**** Recorded data ****

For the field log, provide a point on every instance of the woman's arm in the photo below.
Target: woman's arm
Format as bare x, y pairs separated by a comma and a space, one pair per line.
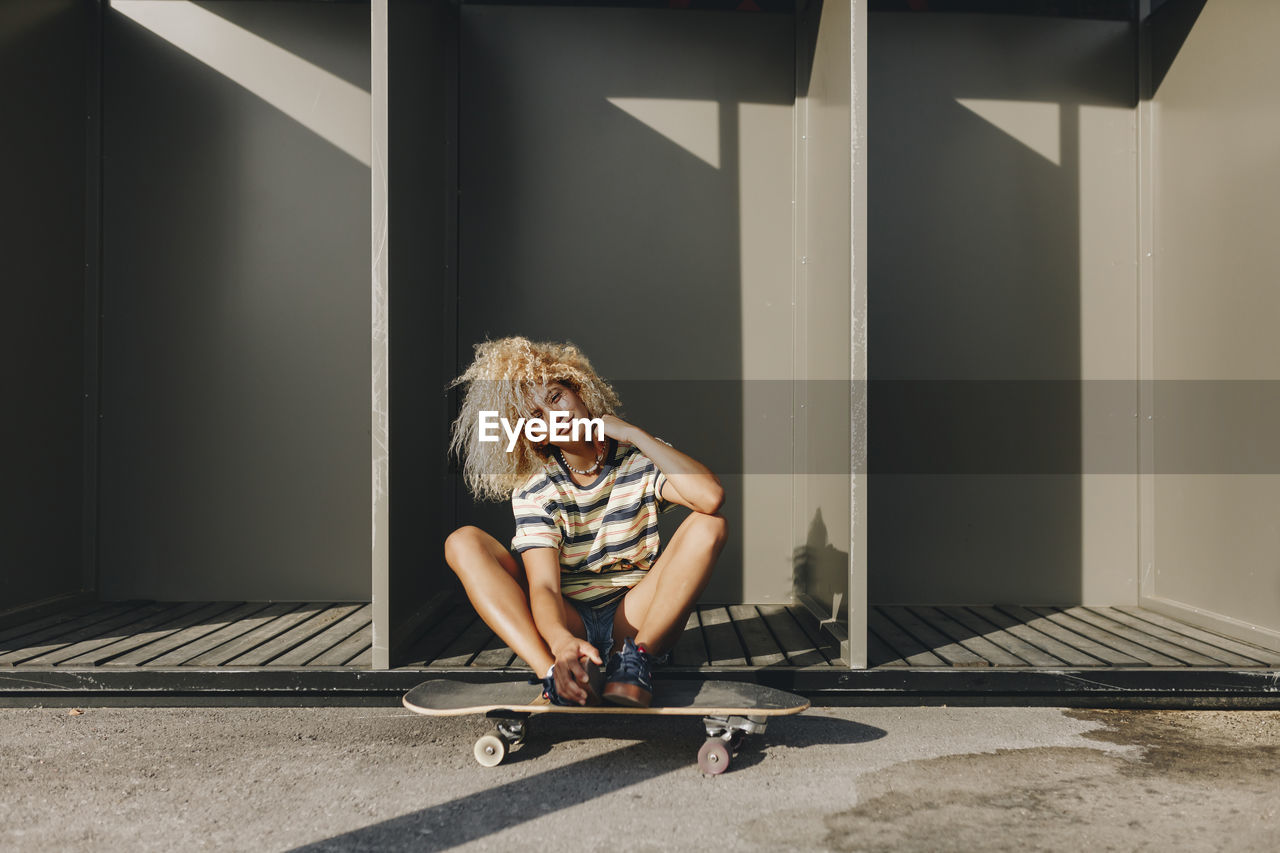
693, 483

****
**** Recorded data ****

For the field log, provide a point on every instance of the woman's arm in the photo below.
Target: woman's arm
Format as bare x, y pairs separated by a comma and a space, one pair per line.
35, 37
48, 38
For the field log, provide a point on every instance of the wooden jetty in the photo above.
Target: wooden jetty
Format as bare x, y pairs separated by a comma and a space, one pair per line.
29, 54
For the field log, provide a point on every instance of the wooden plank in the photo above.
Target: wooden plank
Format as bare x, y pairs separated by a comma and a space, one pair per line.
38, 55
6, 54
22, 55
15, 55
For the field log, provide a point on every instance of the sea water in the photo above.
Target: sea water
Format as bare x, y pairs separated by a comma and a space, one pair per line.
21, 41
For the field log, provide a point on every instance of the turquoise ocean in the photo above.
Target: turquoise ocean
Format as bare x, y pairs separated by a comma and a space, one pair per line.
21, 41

****
**** Recorded data ****

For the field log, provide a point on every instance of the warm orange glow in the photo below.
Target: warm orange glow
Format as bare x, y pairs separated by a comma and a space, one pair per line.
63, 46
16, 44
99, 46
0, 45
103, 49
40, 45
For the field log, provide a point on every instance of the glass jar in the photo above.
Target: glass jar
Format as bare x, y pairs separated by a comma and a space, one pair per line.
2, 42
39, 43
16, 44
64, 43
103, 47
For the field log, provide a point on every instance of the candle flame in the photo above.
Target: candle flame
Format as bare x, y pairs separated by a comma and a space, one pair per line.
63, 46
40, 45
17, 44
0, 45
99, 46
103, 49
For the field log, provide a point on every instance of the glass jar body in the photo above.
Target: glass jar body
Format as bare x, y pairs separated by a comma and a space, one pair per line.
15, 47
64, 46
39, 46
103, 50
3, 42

****

** Work instructions **
Looking back over the data above, restate word for word the lines that begin at the line with "Target: warm orange glow" and end at the line with "Target: glass jar body", inclusive.

** Answer space **
Target: warm orange glow
Format as bare x, y pairs separated by a comma and a space, one pair per line.
63, 46
16, 44
99, 46
0, 45
103, 49
40, 45
For the field log, provide a point on every instance of the glass jar in the photo above.
Target: glass jar
Format as bare x, y pairs separated by a comma and a space, one pair per line.
2, 42
39, 43
16, 44
64, 43
103, 47
For the field log, provide a point on every instance of the candle flame in the photo above.
Target: candle flame
Format as bare x, y pairs separated by a comma and a space, one pair per line.
63, 46
40, 45
17, 44
0, 45
99, 46
103, 49
For the field log, provide a point on every instance of the glass jar body in the photo above.
Target: glass jar body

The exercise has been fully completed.